__Exercise goal__.
Find the line that contains "For the mapping pass, tag each instance of the outstretched". Then set down that line and all the lines after it, to the end of the records, exactly and with nothing added.

__Provided material__.

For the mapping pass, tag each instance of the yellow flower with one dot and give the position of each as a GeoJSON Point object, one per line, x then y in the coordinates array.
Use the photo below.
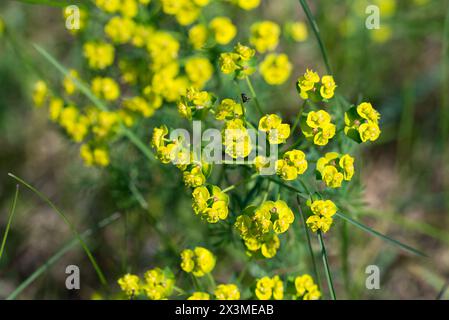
{"type": "Point", "coordinates": [275, 68]}
{"type": "Point", "coordinates": [245, 53]}
{"type": "Point", "coordinates": [237, 140]}
{"type": "Point", "coordinates": [297, 31]}
{"type": "Point", "coordinates": [223, 29]}
{"type": "Point", "coordinates": [198, 36]}
{"type": "Point", "coordinates": [130, 284]}
{"type": "Point", "coordinates": [318, 126]}
{"type": "Point", "coordinates": [69, 85]}
{"type": "Point", "coordinates": [328, 86]}
{"type": "Point", "coordinates": [228, 109]}
{"type": "Point", "coordinates": [307, 83]}
{"type": "Point", "coordinates": [140, 105]}
{"type": "Point", "coordinates": [248, 4]}
{"type": "Point", "coordinates": [227, 292]}
{"type": "Point", "coordinates": [163, 49]}
{"type": "Point", "coordinates": [199, 261]}
{"type": "Point", "coordinates": [228, 62]}
{"type": "Point", "coordinates": [141, 35]}
{"type": "Point", "coordinates": [199, 296]}
{"type": "Point", "coordinates": [265, 36]}
{"type": "Point", "coordinates": [199, 70]}
{"type": "Point", "coordinates": [105, 88]}
{"type": "Point", "coordinates": [158, 136]}
{"type": "Point", "coordinates": [306, 288]}
{"type": "Point", "coordinates": [362, 123]}
{"type": "Point", "coordinates": [294, 163]}
{"type": "Point", "coordinates": [129, 8]}
{"type": "Point", "coordinates": [159, 284]}
{"type": "Point", "coordinates": [211, 203]}
{"type": "Point", "coordinates": [267, 288]}
{"type": "Point", "coordinates": [100, 55]}
{"type": "Point", "coordinates": [194, 178]}
{"type": "Point", "coordinates": [40, 93]}
{"type": "Point", "coordinates": [334, 168]}
{"type": "Point", "coordinates": [109, 6]}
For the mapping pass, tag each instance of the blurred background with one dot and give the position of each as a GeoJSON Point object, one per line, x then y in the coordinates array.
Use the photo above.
{"type": "Point", "coordinates": [403, 69]}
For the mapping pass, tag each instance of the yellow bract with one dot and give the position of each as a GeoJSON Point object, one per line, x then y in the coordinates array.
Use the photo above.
{"type": "Point", "coordinates": [198, 261]}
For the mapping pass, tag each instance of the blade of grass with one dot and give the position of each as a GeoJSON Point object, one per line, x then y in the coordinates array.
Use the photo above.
{"type": "Point", "coordinates": [96, 101]}
{"type": "Point", "coordinates": [68, 223]}
{"type": "Point", "coordinates": [309, 243]}
{"type": "Point", "coordinates": [380, 235]}
{"type": "Point", "coordinates": [316, 32]}
{"type": "Point", "coordinates": [59, 254]}
{"type": "Point", "coordinates": [326, 267]}
{"type": "Point", "coordinates": [8, 225]}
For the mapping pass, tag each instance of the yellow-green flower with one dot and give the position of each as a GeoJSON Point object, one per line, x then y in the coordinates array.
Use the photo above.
{"type": "Point", "coordinates": [158, 284]}
{"type": "Point", "coordinates": [265, 36]}
{"type": "Point", "coordinates": [223, 30]}
{"type": "Point", "coordinates": [317, 126]}
{"type": "Point", "coordinates": [198, 261]}
{"type": "Point", "coordinates": [267, 288]}
{"type": "Point", "coordinates": [277, 131]}
{"type": "Point", "coordinates": [306, 288]}
{"type": "Point", "coordinates": [227, 292]}
{"type": "Point", "coordinates": [210, 203]}
{"type": "Point", "coordinates": [362, 123]}
{"type": "Point", "coordinates": [292, 164]}
{"type": "Point", "coordinates": [130, 284]}
{"type": "Point", "coordinates": [99, 55]}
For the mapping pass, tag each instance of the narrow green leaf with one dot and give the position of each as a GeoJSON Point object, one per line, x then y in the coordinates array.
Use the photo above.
{"type": "Point", "coordinates": [68, 223]}
{"type": "Point", "coordinates": [309, 243]}
{"type": "Point", "coordinates": [59, 254]}
{"type": "Point", "coordinates": [326, 267]}
{"type": "Point", "coordinates": [53, 3]}
{"type": "Point", "coordinates": [8, 226]}
{"type": "Point", "coordinates": [380, 235]}
{"type": "Point", "coordinates": [96, 101]}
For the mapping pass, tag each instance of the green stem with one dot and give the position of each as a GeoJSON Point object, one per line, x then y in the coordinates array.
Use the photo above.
{"type": "Point", "coordinates": [8, 226]}
{"type": "Point", "coordinates": [69, 224]}
{"type": "Point", "coordinates": [58, 255]}
{"type": "Point", "coordinates": [309, 243]}
{"type": "Point", "coordinates": [316, 32]}
{"type": "Point", "coordinates": [326, 266]}
{"type": "Point", "coordinates": [254, 95]}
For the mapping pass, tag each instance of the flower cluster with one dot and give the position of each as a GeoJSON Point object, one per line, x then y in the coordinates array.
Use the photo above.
{"type": "Point", "coordinates": [317, 126]}
{"type": "Point", "coordinates": [311, 86]}
{"type": "Point", "coordinates": [333, 168]}
{"type": "Point", "coordinates": [198, 261]}
{"type": "Point", "coordinates": [259, 227]}
{"type": "Point", "coordinates": [277, 131]}
{"type": "Point", "coordinates": [292, 164]}
{"type": "Point", "coordinates": [237, 62]}
{"type": "Point", "coordinates": [322, 213]}
{"type": "Point", "coordinates": [267, 288]}
{"type": "Point", "coordinates": [157, 285]}
{"type": "Point", "coordinates": [306, 288]}
{"type": "Point", "coordinates": [210, 203]}
{"type": "Point", "coordinates": [362, 123]}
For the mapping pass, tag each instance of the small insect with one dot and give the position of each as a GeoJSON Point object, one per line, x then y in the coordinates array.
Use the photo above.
{"type": "Point", "coordinates": [245, 98]}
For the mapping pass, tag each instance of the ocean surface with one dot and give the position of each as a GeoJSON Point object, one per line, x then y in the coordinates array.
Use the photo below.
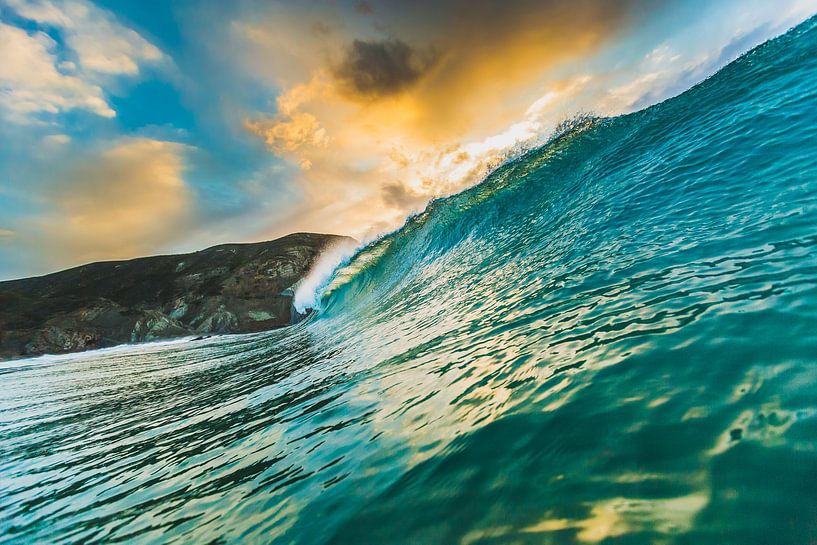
{"type": "Point", "coordinates": [612, 339]}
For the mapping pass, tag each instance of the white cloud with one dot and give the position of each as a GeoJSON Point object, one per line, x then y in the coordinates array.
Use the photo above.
{"type": "Point", "coordinates": [101, 43]}
{"type": "Point", "coordinates": [31, 83]}
{"type": "Point", "coordinates": [58, 139]}
{"type": "Point", "coordinates": [125, 200]}
{"type": "Point", "coordinates": [35, 75]}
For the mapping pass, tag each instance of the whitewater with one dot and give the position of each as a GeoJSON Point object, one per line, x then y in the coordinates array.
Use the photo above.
{"type": "Point", "coordinates": [611, 339]}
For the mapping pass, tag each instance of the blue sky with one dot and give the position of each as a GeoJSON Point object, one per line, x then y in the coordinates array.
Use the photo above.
{"type": "Point", "coordinates": [132, 128]}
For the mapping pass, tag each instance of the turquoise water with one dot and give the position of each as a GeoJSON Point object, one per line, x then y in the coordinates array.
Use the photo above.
{"type": "Point", "coordinates": [613, 339]}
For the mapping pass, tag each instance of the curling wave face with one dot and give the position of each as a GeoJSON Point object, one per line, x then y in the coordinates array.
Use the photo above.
{"type": "Point", "coordinates": [612, 339]}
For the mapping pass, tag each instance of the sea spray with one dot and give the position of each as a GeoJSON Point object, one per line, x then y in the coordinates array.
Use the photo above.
{"type": "Point", "coordinates": [611, 340]}
{"type": "Point", "coordinates": [310, 288]}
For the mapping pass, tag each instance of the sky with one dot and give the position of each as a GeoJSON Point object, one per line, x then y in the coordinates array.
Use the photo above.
{"type": "Point", "coordinates": [132, 128]}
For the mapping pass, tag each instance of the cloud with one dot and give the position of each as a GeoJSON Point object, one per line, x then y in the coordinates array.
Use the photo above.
{"type": "Point", "coordinates": [101, 43]}
{"type": "Point", "coordinates": [126, 200]}
{"type": "Point", "coordinates": [286, 134]}
{"type": "Point", "coordinates": [403, 198]}
{"type": "Point", "coordinates": [31, 83]}
{"type": "Point", "coordinates": [406, 103]}
{"type": "Point", "coordinates": [40, 76]}
{"type": "Point", "coordinates": [377, 68]}
{"type": "Point", "coordinates": [58, 139]}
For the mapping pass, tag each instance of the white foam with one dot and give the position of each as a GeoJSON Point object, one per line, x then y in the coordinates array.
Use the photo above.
{"type": "Point", "coordinates": [309, 290]}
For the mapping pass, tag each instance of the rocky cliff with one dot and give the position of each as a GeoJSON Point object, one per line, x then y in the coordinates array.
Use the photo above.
{"type": "Point", "coordinates": [231, 288]}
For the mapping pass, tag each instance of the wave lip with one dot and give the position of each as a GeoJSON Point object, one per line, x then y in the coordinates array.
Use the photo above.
{"type": "Point", "coordinates": [611, 339]}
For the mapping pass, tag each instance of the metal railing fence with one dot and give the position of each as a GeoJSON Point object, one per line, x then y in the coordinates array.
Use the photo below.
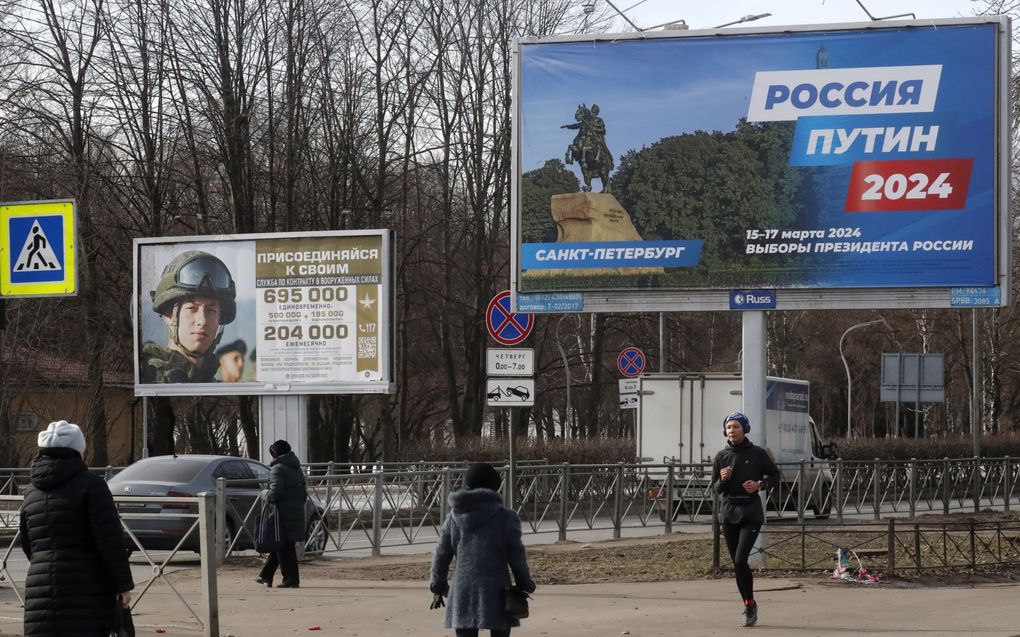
{"type": "Point", "coordinates": [200, 512]}
{"type": "Point", "coordinates": [407, 506]}
{"type": "Point", "coordinates": [894, 545]}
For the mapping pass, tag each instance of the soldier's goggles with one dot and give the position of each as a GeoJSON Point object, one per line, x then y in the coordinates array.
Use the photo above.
{"type": "Point", "coordinates": [195, 274]}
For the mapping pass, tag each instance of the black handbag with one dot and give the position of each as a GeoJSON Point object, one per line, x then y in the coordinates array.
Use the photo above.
{"type": "Point", "coordinates": [515, 602]}
{"type": "Point", "coordinates": [123, 626]}
{"type": "Point", "coordinates": [268, 537]}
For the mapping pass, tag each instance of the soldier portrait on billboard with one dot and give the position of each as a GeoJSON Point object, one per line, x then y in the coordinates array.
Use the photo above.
{"type": "Point", "coordinates": [196, 298]}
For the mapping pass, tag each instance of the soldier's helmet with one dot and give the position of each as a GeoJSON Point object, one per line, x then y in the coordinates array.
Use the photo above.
{"type": "Point", "coordinates": [196, 273]}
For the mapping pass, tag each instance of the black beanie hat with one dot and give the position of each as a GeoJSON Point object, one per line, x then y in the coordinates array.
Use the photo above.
{"type": "Point", "coordinates": [279, 447]}
{"type": "Point", "coordinates": [482, 476]}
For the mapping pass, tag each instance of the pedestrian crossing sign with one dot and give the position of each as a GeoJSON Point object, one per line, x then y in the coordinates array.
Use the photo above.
{"type": "Point", "coordinates": [37, 249]}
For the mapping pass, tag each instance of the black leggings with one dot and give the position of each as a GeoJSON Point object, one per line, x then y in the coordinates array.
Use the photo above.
{"type": "Point", "coordinates": [740, 540]}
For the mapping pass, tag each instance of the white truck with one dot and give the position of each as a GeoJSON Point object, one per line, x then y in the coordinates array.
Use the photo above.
{"type": "Point", "coordinates": [679, 421]}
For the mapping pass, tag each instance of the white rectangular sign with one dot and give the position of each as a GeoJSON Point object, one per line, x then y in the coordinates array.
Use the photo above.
{"type": "Point", "coordinates": [510, 391]}
{"type": "Point", "coordinates": [510, 362]}
{"type": "Point", "coordinates": [628, 385]}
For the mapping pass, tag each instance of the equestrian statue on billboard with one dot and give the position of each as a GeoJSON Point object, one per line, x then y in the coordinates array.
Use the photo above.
{"type": "Point", "coordinates": [589, 147]}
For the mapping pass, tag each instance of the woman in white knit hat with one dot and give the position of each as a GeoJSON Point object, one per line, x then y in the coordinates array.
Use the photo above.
{"type": "Point", "coordinates": [71, 534]}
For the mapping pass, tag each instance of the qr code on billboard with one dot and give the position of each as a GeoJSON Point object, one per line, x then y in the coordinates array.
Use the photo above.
{"type": "Point", "coordinates": [367, 348]}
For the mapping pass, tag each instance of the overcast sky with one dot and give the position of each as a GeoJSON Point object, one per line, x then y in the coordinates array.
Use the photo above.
{"type": "Point", "coordinates": [702, 14]}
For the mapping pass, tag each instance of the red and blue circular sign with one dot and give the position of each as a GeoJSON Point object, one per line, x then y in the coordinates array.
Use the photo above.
{"type": "Point", "coordinates": [630, 362]}
{"type": "Point", "coordinates": [505, 326]}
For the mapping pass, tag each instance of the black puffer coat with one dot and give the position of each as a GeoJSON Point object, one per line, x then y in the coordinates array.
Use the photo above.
{"type": "Point", "coordinates": [71, 534]}
{"type": "Point", "coordinates": [749, 463]}
{"type": "Point", "coordinates": [287, 491]}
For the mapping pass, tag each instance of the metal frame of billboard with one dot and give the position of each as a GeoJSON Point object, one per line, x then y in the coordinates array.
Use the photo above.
{"type": "Point", "coordinates": [385, 328]}
{"type": "Point", "coordinates": [687, 300]}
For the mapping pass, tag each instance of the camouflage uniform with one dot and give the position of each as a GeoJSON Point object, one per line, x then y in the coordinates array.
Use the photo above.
{"type": "Point", "coordinates": [190, 274]}
{"type": "Point", "coordinates": [163, 365]}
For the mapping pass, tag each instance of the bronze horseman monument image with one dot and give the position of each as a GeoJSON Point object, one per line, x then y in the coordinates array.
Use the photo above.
{"type": "Point", "coordinates": [590, 216]}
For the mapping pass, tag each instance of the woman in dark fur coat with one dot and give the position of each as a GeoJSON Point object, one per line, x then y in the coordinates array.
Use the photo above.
{"type": "Point", "coordinates": [485, 536]}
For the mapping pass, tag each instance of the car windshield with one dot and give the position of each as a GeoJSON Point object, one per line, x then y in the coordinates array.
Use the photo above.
{"type": "Point", "coordinates": [162, 470]}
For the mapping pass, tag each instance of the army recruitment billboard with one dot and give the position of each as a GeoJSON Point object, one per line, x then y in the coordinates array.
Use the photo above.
{"type": "Point", "coordinates": [260, 314]}
{"type": "Point", "coordinates": [834, 166]}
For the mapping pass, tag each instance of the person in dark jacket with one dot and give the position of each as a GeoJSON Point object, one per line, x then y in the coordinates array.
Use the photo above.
{"type": "Point", "coordinates": [287, 491]}
{"type": "Point", "coordinates": [485, 536]}
{"type": "Point", "coordinates": [71, 535]}
{"type": "Point", "coordinates": [738, 473]}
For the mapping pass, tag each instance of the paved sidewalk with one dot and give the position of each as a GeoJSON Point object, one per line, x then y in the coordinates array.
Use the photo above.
{"type": "Point", "coordinates": [788, 607]}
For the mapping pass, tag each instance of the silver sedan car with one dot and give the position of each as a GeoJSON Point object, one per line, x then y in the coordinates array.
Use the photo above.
{"type": "Point", "coordinates": [161, 526]}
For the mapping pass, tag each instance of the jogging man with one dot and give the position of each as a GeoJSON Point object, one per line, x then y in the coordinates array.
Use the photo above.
{"type": "Point", "coordinates": [740, 471]}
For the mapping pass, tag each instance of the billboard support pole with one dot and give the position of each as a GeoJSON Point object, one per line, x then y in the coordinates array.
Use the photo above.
{"type": "Point", "coordinates": [145, 426]}
{"type": "Point", "coordinates": [753, 377]}
{"type": "Point", "coordinates": [753, 387]}
{"type": "Point", "coordinates": [975, 394]}
{"type": "Point", "coordinates": [662, 341]}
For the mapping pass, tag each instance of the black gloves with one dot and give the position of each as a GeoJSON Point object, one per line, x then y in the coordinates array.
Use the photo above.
{"type": "Point", "coordinates": [437, 601]}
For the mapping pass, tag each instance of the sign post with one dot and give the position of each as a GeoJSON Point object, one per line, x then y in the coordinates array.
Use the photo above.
{"type": "Point", "coordinates": [630, 362]}
{"type": "Point", "coordinates": [513, 368]}
{"type": "Point", "coordinates": [38, 243]}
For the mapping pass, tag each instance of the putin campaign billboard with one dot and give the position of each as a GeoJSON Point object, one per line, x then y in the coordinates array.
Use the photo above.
{"type": "Point", "coordinates": [263, 314]}
{"type": "Point", "coordinates": [833, 166]}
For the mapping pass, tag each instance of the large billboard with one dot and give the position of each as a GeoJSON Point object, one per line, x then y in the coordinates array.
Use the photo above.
{"type": "Point", "coordinates": [260, 314]}
{"type": "Point", "coordinates": [833, 166]}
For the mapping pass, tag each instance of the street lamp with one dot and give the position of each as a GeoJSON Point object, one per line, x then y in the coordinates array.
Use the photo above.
{"type": "Point", "coordinates": [746, 18]}
{"type": "Point", "coordinates": [850, 386]}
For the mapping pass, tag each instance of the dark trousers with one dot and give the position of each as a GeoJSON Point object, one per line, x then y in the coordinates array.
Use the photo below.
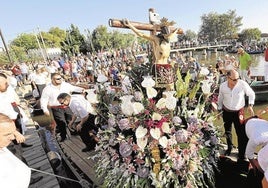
{"type": "Point", "coordinates": [230, 118]}
{"type": "Point", "coordinates": [62, 117]}
{"type": "Point", "coordinates": [89, 126]}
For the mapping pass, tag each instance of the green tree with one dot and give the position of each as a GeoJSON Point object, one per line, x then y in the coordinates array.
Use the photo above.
{"type": "Point", "coordinates": [73, 40]}
{"type": "Point", "coordinates": [54, 37]}
{"type": "Point", "coordinates": [219, 26]}
{"type": "Point", "coordinates": [101, 38]}
{"type": "Point", "coordinates": [26, 41]}
{"type": "Point", "coordinates": [248, 35]}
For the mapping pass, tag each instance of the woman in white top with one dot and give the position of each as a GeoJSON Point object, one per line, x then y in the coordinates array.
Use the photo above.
{"type": "Point", "coordinates": [13, 172]}
{"type": "Point", "coordinates": [257, 132]}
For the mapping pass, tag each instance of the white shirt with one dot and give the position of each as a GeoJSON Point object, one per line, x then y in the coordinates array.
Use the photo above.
{"type": "Point", "coordinates": [51, 93]}
{"type": "Point", "coordinates": [262, 159]}
{"type": "Point", "coordinates": [234, 99]}
{"type": "Point", "coordinates": [257, 132]}
{"type": "Point", "coordinates": [7, 98]}
{"type": "Point", "coordinates": [80, 106]}
{"type": "Point", "coordinates": [13, 173]}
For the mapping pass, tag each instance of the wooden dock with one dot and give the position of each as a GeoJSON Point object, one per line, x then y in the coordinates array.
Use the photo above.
{"type": "Point", "coordinates": [37, 158]}
{"type": "Point", "coordinates": [71, 148]}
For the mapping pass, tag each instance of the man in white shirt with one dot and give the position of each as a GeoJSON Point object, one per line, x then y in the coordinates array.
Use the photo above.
{"type": "Point", "coordinates": [257, 132]}
{"type": "Point", "coordinates": [231, 101]}
{"type": "Point", "coordinates": [13, 173]}
{"type": "Point", "coordinates": [83, 110]}
{"type": "Point", "coordinates": [61, 114]}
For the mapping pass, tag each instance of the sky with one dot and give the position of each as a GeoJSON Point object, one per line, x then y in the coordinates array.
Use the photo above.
{"type": "Point", "coordinates": [17, 16]}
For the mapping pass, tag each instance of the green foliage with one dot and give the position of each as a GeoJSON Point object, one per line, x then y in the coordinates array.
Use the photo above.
{"type": "Point", "coordinates": [219, 26]}
{"type": "Point", "coordinates": [25, 41]}
{"type": "Point", "coordinates": [247, 35]}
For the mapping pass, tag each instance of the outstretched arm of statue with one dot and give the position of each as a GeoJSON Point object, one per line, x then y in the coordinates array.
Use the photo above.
{"type": "Point", "coordinates": [174, 32]}
{"type": "Point", "coordinates": [135, 30]}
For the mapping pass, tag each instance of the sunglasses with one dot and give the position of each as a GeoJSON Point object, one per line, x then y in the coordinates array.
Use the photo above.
{"type": "Point", "coordinates": [233, 79]}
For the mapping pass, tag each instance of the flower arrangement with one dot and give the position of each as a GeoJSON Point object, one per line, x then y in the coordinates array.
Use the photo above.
{"type": "Point", "coordinates": [158, 139]}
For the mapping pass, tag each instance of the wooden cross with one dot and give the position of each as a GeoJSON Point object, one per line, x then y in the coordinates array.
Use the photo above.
{"type": "Point", "coordinates": [163, 72]}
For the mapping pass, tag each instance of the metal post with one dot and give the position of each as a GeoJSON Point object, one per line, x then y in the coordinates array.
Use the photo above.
{"type": "Point", "coordinates": [39, 46]}
{"type": "Point", "coordinates": [3, 40]}
{"type": "Point", "coordinates": [43, 42]}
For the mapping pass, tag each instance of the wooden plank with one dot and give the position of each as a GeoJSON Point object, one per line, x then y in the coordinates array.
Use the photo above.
{"type": "Point", "coordinates": [72, 150]}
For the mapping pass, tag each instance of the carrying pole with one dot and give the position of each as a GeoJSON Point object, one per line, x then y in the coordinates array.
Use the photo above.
{"type": "Point", "coordinates": [3, 40]}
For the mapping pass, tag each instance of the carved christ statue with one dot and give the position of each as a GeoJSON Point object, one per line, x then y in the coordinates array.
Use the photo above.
{"type": "Point", "coordinates": [160, 42]}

__Answer to the task__.
For the mapping pass, tag each instance of the outstretched arm of statue with one dot and give the position of each as a GeoJSON Point object, one per line, x then y in the coordinates array.
Use the photo above.
{"type": "Point", "coordinates": [174, 32]}
{"type": "Point", "coordinates": [135, 30]}
For the mapping pass, tag each instance of the sunglasses with one dot and give the position of each as a GeoJSON Point object, one per line, x then y in the coordinates array.
Use the photo above.
{"type": "Point", "coordinates": [233, 79]}
For the mapping pass, tag each instance of the flower arrangement with one dot and give the position of each as a GeoJSON Point object, one per line, x then y in the coordinates array.
Use the photo above.
{"type": "Point", "coordinates": [158, 139]}
For the mapping pass, tag each instance of the wooden cross with one dot and give the position of each as a GeoJSON Point object, one per line, x then y in the coordinates array.
Use the photo above.
{"type": "Point", "coordinates": [163, 72]}
For the mapping pass, tag each instance of the metal post with one dot and give the position of each as a GeoJSON Point object, one per line, x then y in the coordinates array.
Use the photo above.
{"type": "Point", "coordinates": [39, 46]}
{"type": "Point", "coordinates": [3, 40]}
{"type": "Point", "coordinates": [43, 42]}
For the mapping pass, tag each instance of the wooden plank with one dot and give the position of each as a GeoJSON Point object, one per line, x then y in the coordinates array.
Use the photo above.
{"type": "Point", "coordinates": [72, 150]}
For the mapping pass, tag each instance of the carrying pole with one dot and give the position of each as a GeoJSON Point object, one per line, x then y in the coordinates array.
Use the photo above.
{"type": "Point", "coordinates": [3, 40]}
For the mapping pass, tag each instance of the carved christ statue with one dot and give the position of each as a GeoJSON Point object, one per line, x then y in the coordinates array.
Use the photo above.
{"type": "Point", "coordinates": [160, 42]}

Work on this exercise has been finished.